◆ Texto de leitura ◆
◇ ◇ ◇

Cândida existência

A leitura é o lugar onde me escondo desse mundo chato. É pelas letras que posso ser o que desejar: homem, mulher, criança, bicho; qualquer coisa... até mesmo não ser nada!

Lendo, multiplico meu rosário de conhecimentos, único bem que ninguém, jamais, poderá me subtrair. As letras são meu passaporte para a liberdade, pois me permitem caminhar no tempo e no espaço pelas instâncias do passado e futuro, vislumbrando cada fragmento que compõe a complexa teia da existência.

Livre de todas as correntes contemplo a criação que parte do nada; mesmo sendo nada, ainda consigo pensar, e, isso, ratifica minha existência. Deixo-me compor pelas moléculas do sopro divino; estou na massa moldada pela obra do oleiro e, ao mesmo tempo, sou matéria orgânica fervente, catalisada pelas magníficas descargas elétricas ambicionadas pelas modernas usinas geradoras, que dão luz ao paradoxo: construir e destruir.

Sendo criado, evoluo; fruto de evolução, crio e modifico, pois, tendo o poder de montar universos paralelos posso manter impérios inabaláveis e fulminar seus opositores. Tenho a permissão para navegar com Homero na Odisséia, saltar na história impedindo a queda da Bastilha e a formação da Burguesia, conter a fecundação de um gameta nomeado, posteriormente, Hitler ou permitir-lhe a existência e o êxito de seus planos.

Movo montanhas, fecundo sementes, navego por imensos mares...

Sou o herói que consegue poupar Cristo da cruz, como fizera Scorcese, para depois crucifixá-lo de novo dando a Santo Agostinho a chance de compor o Felix Culpa.

Posso ir, também, além das esferas da vida, antes e depois da existência física; mergulhar nos abismos da morte ou retornar ao não ser, explorando minha contingência sem limitar-me por ela.

◇ ◇ ◇

◆ Dados disponíveis ◆
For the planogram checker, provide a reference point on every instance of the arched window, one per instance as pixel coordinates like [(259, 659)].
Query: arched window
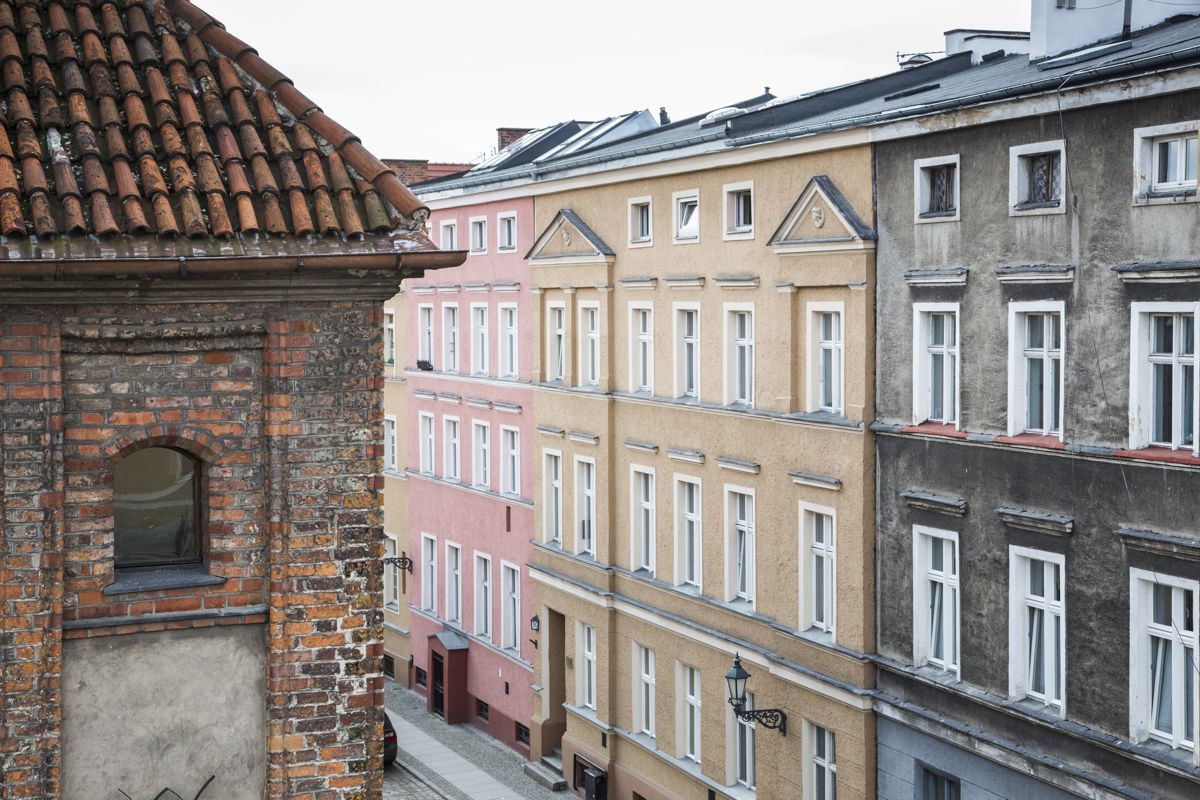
[(155, 498)]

◇ ◇ ◇

◆ Tarefa proposta ◆
Reproduza fielmente o trecho do texto sobre a leitura que vai de "Sendo criado, evoluo;" até "de seus planos.", incluindo esses dois pontos.

◆ Exercício resolvido ◆
Sendo criado, evoluo; fruto de evolução, crio e modifico, pois, tendo o poder de montar universos paralelos posso manter impérios inabaláveis e fulminar seus opositores. Tenho a permissão para navegar com Homero na Odisséia, saltar na história impedindo a queda da Bastilha e a formação da Burguesia, conter a fecundação de um gameta nomeado, posteriormente, Hitler ou permitir-lhe a existência e o êxito de seus planos.